# start of SOURCE TEXT

Democrats eager to find a legislative solution before 2023 for young undocumented immigrants are getting a wake-up call: They need votes from Republicans who don’t want to do it.
As the GOP prepares to take the House, top Senate Democrats are desperately proclaiming that the post-election session is the best — and perhaps only — chance for Congress to act in the near term on deportation protections for the immigrants known as “Dreamers.” And with good reason: After the Senate passed a comprehensive bill in 2013, the Republican-controlled House never took it up.
That recent history has Majority Leader Chuck Schumer proclaiming that “we want to get [it] done” and Senate Judiciary Chair Dick Durbin (D-Ill.) saying that “the time to act is now.” But even those on the GOP side who once supported a fix for the deportation-protection program, known as Deferred Action for Childhood Arrivals, are now against it.
Sen. Marco Rubio (R-Fla.) said Democrats are “crazy” to try pushing for a deal now: “I think they’re just trying to do it, probably, to please some activist groups.” And Sen. Lindsey Graham (R-S.C.), Rubio’s only remaining GOP partner on the 2013 bill brokered by the so-called “Gang of Eight,” claims “there’s no way you’re going to get anybody on our side to do an immigration bill with a broken border.”

# end of SOURCE TEXT
# start of EXTRACTED RECORDS

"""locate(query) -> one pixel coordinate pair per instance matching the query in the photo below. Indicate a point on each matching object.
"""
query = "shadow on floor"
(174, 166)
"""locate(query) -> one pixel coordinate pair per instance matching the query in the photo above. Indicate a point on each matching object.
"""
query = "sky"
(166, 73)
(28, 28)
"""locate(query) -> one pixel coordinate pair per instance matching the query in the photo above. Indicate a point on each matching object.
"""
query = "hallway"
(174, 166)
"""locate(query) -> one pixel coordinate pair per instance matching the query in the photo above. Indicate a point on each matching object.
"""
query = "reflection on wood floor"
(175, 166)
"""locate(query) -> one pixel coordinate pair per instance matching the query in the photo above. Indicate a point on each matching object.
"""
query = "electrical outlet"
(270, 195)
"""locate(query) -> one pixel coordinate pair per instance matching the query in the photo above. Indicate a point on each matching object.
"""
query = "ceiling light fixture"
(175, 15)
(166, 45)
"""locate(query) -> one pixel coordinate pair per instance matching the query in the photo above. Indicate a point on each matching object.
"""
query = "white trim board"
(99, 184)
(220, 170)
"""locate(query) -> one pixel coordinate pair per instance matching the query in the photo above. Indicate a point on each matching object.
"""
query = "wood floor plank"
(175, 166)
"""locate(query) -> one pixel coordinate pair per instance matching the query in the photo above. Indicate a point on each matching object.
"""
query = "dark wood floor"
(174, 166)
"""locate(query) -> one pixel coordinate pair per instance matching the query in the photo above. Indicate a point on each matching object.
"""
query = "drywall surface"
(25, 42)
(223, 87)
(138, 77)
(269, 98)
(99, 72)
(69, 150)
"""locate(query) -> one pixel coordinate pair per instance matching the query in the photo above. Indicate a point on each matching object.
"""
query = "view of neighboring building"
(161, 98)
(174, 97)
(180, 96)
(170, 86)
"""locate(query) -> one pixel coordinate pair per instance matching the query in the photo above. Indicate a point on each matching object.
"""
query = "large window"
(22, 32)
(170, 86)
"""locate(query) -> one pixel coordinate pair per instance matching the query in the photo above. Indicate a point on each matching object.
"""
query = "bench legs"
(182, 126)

# end of EXTRACTED RECORDS

### WHAT YOU WILL DO
1. Say whether each statement below agrees with the article on Dreamers legislation, answering yes or no and quoting the words from the article that decide it. (a) The Senate passed a comprehensive bill in 2013 that the House did not take up. (b) Lindsey Graham believes Republicans can be brought on board for an immigration bill now. (c) Dick Durbin is the Senate Majority Leader.
2. Carry the article on Democrats' push for Dreamers legislation forward from its last sentence.

### ANSWERS TO THE EXERCISES
1.
(a) Yes: "After the Senate passed a comprehensive bill in 2013, the Republican-controlled House never took it up."
(b) No: "there’s no way you’re going to get anybody on our side to do an immigration bill with a broken border."
(c) No: "Majority Leader Chuck Schumer" and "Senate Judiciary Chair Dick Durbin (D-Ill.)"

2.
It’s the latest setback on the subject for immigration reform advocates, who are on track to end two years of unified Democratic power in Washington with no significant progress. Senate Democrats have yet to put an immigration bill on the floor, and the two narrower immigration bills the House passed this Congress never advanced across the Capitol.
There’s been some talk of efforts in the upper chamber, led by Sens. Michael Bennet (D-Colo.) and Mike Crapo (R-Idaho), to move the bipartisan House-passed immigration bill focused on easing visas for agricultural workers before 2023, but that could prove a heavy lift. And even that small step won’t dispel the gloomy post-midterms atmosphere for advocates who see a closing window for Congress to offer legal status to undocumented immigrants.
It’s “a long shot, but we’re still going to try,” Durbin said of the lame duck. Another option for Democrats: Putting an immigration bill on the floor and forcing Republicans to take a vote.
Yet any roll call this December may be a replay from the last time the House flipped from Democratic to Republican control. In 2010, most GOP senators and a handful of Democrats blocked a bill that would have granted Dreamers a path to legal status, eventually leading then-President Barack Obama to take executive action.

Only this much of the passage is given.